PROVIDED DATA:
————————
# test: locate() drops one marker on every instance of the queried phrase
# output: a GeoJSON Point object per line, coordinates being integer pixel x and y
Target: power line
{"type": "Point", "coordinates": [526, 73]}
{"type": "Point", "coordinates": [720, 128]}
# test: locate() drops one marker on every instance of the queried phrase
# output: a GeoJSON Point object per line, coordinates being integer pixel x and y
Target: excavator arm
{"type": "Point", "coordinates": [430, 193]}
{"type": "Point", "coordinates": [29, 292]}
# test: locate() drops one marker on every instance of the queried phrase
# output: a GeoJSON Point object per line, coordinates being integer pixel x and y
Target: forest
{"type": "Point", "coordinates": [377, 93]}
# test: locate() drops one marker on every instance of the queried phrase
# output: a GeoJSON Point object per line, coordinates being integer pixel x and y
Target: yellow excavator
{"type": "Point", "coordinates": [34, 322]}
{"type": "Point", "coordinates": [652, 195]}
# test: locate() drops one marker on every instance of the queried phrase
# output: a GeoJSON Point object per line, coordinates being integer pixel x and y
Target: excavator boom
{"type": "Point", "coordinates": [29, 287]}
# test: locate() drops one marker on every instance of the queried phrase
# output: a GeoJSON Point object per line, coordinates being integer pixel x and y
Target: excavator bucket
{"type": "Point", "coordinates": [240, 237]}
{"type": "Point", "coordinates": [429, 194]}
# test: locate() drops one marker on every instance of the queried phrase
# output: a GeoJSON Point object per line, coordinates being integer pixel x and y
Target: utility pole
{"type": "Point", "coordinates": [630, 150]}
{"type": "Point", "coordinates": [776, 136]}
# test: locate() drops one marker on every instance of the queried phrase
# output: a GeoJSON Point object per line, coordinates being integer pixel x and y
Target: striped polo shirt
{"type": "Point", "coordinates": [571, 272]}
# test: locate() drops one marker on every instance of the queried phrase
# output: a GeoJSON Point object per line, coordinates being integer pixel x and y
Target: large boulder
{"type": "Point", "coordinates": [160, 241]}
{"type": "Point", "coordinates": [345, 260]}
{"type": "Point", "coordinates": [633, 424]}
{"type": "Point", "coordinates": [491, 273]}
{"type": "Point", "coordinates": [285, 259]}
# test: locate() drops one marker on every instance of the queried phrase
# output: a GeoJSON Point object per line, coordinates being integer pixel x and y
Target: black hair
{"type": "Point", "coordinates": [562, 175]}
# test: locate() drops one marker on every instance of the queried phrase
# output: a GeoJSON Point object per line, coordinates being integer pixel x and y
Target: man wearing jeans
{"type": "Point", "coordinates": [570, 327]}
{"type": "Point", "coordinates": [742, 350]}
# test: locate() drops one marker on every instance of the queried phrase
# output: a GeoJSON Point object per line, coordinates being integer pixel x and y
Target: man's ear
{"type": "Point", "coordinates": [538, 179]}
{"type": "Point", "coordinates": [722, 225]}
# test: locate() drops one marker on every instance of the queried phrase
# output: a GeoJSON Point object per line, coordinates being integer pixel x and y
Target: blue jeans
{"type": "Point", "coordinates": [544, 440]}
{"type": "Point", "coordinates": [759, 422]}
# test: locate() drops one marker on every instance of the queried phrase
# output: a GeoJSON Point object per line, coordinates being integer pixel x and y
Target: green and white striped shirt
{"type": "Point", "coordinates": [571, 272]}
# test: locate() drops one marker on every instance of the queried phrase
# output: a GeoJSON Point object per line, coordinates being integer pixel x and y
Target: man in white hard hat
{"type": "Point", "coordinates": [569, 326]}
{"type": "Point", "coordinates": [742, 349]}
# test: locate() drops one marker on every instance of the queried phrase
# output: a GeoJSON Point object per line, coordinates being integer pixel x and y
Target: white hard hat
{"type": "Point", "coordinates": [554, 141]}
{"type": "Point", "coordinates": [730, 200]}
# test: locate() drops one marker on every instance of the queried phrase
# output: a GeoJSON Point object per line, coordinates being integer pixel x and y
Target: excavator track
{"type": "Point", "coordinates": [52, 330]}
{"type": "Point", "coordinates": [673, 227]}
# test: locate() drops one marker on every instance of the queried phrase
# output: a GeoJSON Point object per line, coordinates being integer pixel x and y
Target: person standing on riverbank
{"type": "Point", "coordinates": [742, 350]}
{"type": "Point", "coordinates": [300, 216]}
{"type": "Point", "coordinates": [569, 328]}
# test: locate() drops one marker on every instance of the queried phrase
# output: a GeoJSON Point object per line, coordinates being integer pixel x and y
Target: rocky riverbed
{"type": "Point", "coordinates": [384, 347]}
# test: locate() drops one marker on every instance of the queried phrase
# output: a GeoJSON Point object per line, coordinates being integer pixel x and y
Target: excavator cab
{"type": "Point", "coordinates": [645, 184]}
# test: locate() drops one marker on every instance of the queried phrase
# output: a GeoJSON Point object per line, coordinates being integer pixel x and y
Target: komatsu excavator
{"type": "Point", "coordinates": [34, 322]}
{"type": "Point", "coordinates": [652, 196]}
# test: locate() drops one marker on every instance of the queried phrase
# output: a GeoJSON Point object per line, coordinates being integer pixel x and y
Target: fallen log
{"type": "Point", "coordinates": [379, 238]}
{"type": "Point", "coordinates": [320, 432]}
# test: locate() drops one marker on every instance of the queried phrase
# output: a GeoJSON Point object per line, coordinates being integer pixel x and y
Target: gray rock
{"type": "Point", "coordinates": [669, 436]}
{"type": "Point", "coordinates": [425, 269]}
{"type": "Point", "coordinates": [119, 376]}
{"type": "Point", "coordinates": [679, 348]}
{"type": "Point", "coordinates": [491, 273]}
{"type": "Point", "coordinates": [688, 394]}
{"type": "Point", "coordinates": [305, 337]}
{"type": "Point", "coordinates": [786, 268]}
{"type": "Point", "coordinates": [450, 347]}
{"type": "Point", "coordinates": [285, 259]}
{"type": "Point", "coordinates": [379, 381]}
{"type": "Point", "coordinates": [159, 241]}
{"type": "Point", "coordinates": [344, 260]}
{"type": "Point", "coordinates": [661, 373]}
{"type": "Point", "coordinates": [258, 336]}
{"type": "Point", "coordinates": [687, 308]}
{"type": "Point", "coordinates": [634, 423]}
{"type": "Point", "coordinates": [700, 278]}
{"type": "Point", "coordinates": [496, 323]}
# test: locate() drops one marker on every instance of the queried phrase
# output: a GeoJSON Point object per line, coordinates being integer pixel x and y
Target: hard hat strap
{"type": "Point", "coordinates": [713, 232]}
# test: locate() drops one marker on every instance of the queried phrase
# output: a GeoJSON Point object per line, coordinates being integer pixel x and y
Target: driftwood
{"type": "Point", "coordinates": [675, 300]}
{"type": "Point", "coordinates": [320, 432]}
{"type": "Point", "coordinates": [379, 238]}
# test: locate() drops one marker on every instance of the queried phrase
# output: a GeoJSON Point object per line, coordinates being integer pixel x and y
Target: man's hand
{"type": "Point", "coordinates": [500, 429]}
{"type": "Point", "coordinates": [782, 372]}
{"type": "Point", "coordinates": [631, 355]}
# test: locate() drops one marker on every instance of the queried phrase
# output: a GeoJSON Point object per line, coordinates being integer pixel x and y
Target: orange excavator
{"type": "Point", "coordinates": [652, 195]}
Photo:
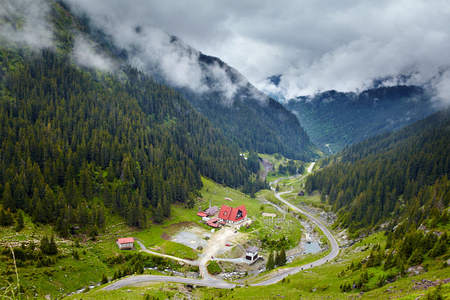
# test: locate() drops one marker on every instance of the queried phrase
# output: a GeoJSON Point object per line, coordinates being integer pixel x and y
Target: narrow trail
{"type": "Point", "coordinates": [282, 273]}
{"type": "Point", "coordinates": [218, 239]}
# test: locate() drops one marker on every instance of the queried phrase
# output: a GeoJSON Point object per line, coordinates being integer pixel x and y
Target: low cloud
{"type": "Point", "coordinates": [85, 54]}
{"type": "Point", "coordinates": [25, 22]}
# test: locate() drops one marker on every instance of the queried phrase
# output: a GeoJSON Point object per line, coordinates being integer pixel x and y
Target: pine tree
{"type": "Point", "coordinates": [7, 200]}
{"type": "Point", "coordinates": [104, 279]}
{"type": "Point", "coordinates": [270, 262]}
{"type": "Point", "coordinates": [19, 221]}
{"type": "Point", "coordinates": [282, 257]}
{"type": "Point", "coordinates": [159, 215]}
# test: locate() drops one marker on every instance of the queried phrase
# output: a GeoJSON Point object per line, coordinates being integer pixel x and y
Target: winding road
{"type": "Point", "coordinates": [210, 281]}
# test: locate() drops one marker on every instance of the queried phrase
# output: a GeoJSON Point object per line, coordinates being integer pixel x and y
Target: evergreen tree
{"type": "Point", "coordinates": [270, 262]}
{"type": "Point", "coordinates": [19, 221]}
{"type": "Point", "coordinates": [159, 214]}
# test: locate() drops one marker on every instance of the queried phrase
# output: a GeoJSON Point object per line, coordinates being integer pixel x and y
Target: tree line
{"type": "Point", "coordinates": [402, 176]}
{"type": "Point", "coordinates": [76, 145]}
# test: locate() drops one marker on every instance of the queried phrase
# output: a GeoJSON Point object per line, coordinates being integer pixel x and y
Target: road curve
{"type": "Point", "coordinates": [332, 240]}
{"type": "Point", "coordinates": [210, 281]}
{"type": "Point", "coordinates": [161, 278]}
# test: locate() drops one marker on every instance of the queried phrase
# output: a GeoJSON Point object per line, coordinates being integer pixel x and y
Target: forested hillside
{"type": "Point", "coordinates": [253, 120]}
{"type": "Point", "coordinates": [338, 119]}
{"type": "Point", "coordinates": [397, 177]}
{"type": "Point", "coordinates": [74, 143]}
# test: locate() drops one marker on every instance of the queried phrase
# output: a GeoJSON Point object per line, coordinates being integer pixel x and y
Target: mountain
{"type": "Point", "coordinates": [333, 119]}
{"type": "Point", "coordinates": [75, 139]}
{"type": "Point", "coordinates": [252, 119]}
{"type": "Point", "coordinates": [394, 178]}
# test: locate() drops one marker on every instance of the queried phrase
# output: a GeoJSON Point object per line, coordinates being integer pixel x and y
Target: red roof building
{"type": "Point", "coordinates": [232, 215]}
{"type": "Point", "coordinates": [213, 222]}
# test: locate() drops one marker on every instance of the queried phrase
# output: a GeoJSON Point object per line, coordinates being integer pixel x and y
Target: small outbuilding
{"type": "Point", "coordinates": [213, 222]}
{"type": "Point", "coordinates": [232, 215]}
{"type": "Point", "coordinates": [125, 243]}
{"type": "Point", "coordinates": [252, 253]}
{"type": "Point", "coordinates": [212, 210]}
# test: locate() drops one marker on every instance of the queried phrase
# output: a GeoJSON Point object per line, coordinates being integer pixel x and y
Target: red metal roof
{"type": "Point", "coordinates": [213, 222]}
{"type": "Point", "coordinates": [125, 240]}
{"type": "Point", "coordinates": [225, 212]}
{"type": "Point", "coordinates": [232, 214]}
{"type": "Point", "coordinates": [238, 213]}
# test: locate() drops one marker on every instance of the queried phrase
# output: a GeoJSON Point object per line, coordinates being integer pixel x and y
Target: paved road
{"type": "Point", "coordinates": [332, 240]}
{"type": "Point", "coordinates": [160, 278]}
{"type": "Point", "coordinates": [289, 271]}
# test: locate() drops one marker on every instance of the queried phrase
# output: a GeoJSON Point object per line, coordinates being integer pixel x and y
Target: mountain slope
{"type": "Point", "coordinates": [222, 94]}
{"type": "Point", "coordinates": [70, 137]}
{"type": "Point", "coordinates": [401, 176]}
{"type": "Point", "coordinates": [339, 119]}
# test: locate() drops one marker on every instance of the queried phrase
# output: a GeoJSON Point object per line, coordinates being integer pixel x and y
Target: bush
{"type": "Point", "coordinates": [214, 268]}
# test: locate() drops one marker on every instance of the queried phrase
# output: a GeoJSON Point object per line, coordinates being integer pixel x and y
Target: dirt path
{"type": "Point", "coordinates": [267, 166]}
{"type": "Point", "coordinates": [217, 242]}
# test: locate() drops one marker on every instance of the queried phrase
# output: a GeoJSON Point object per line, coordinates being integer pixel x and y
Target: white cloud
{"type": "Point", "coordinates": [26, 22]}
{"type": "Point", "coordinates": [316, 45]}
{"type": "Point", "coordinates": [84, 54]}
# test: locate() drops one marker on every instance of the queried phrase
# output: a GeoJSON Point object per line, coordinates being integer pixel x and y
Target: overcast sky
{"type": "Point", "coordinates": [316, 45]}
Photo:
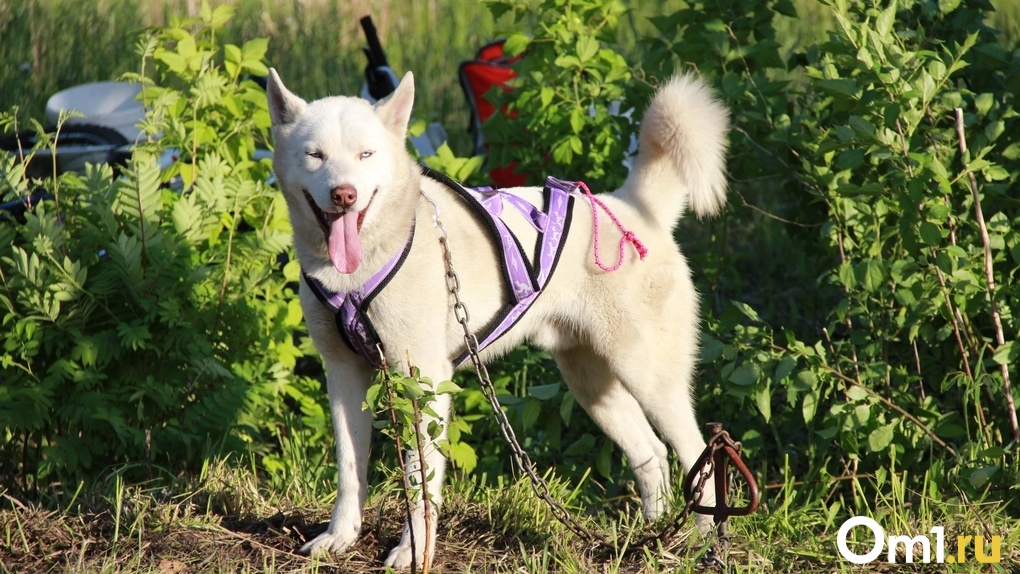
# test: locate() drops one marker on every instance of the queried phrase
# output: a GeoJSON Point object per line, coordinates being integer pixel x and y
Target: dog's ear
{"type": "Point", "coordinates": [284, 106]}
{"type": "Point", "coordinates": [395, 109]}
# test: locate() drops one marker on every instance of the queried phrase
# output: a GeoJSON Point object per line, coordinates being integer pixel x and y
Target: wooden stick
{"type": "Point", "coordinates": [989, 276]}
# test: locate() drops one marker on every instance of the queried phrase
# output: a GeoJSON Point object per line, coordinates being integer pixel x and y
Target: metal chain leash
{"type": "Point", "coordinates": [694, 482]}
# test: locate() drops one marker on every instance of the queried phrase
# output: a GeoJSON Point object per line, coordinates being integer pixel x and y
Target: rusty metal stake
{"type": "Point", "coordinates": [718, 455]}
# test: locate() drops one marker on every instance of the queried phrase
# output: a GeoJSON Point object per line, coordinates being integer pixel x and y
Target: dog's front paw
{"type": "Point", "coordinates": [333, 540]}
{"type": "Point", "coordinates": [400, 558]}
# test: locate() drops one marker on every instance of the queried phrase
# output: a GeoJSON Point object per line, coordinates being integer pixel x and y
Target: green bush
{"type": "Point", "coordinates": [148, 316]}
{"type": "Point", "coordinates": [885, 355]}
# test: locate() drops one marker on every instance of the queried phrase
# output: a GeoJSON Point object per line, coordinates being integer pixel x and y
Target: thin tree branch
{"type": "Point", "coordinates": [988, 274]}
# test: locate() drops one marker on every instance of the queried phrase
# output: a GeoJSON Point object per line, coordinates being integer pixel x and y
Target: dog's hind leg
{"type": "Point", "coordinates": [347, 383]}
{"type": "Point", "coordinates": [662, 385]}
{"type": "Point", "coordinates": [620, 417]}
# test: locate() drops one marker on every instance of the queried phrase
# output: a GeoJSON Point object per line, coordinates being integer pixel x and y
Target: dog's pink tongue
{"type": "Point", "coordinates": [345, 245]}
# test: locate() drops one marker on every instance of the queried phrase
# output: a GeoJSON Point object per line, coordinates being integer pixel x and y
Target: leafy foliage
{"type": "Point", "coordinates": [146, 318]}
{"type": "Point", "coordinates": [855, 140]}
{"type": "Point", "coordinates": [563, 114]}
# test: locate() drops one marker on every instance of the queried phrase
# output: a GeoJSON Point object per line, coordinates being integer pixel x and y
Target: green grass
{"type": "Point", "coordinates": [227, 520]}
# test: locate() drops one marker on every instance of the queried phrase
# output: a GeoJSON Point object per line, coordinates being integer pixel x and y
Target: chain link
{"type": "Point", "coordinates": [523, 462]}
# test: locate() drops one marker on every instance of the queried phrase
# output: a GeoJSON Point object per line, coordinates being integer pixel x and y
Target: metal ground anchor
{"type": "Point", "coordinates": [721, 452]}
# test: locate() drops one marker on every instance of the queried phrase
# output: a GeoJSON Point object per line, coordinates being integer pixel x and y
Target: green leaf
{"type": "Point", "coordinates": [763, 400]}
{"type": "Point", "coordinates": [1008, 353]}
{"type": "Point", "coordinates": [810, 405]}
{"type": "Point", "coordinates": [930, 233]}
{"type": "Point", "coordinates": [870, 274]}
{"type": "Point", "coordinates": [744, 375]}
{"type": "Point", "coordinates": [881, 437]}
{"type": "Point", "coordinates": [587, 48]}
{"type": "Point", "coordinates": [448, 387]}
{"type": "Point", "coordinates": [545, 392]}
{"type": "Point", "coordinates": [516, 44]}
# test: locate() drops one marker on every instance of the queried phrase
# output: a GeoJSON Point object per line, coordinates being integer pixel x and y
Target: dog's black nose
{"type": "Point", "coordinates": [344, 196]}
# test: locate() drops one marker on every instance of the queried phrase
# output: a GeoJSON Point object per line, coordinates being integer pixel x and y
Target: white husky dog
{"type": "Point", "coordinates": [626, 341]}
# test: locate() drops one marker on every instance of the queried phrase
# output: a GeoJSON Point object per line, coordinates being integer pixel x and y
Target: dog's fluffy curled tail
{"type": "Point", "coordinates": [680, 161]}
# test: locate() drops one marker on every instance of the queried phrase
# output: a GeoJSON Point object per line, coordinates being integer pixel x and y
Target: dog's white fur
{"type": "Point", "coordinates": [626, 342]}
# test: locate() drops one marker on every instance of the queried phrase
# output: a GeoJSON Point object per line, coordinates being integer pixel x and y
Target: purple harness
{"type": "Point", "coordinates": [523, 280]}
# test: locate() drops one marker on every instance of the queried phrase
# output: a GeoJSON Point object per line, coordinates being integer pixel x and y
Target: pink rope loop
{"type": "Point", "coordinates": [628, 236]}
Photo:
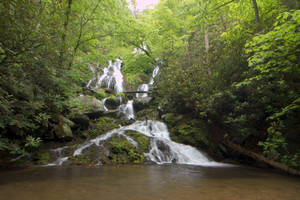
————————
Which lines in the material above contain the string "hard"? List each of them in full, treating uppercase and lowercase letters as different.

Target: man in white hard hat
Target: white hard hat
Target: hard hat strap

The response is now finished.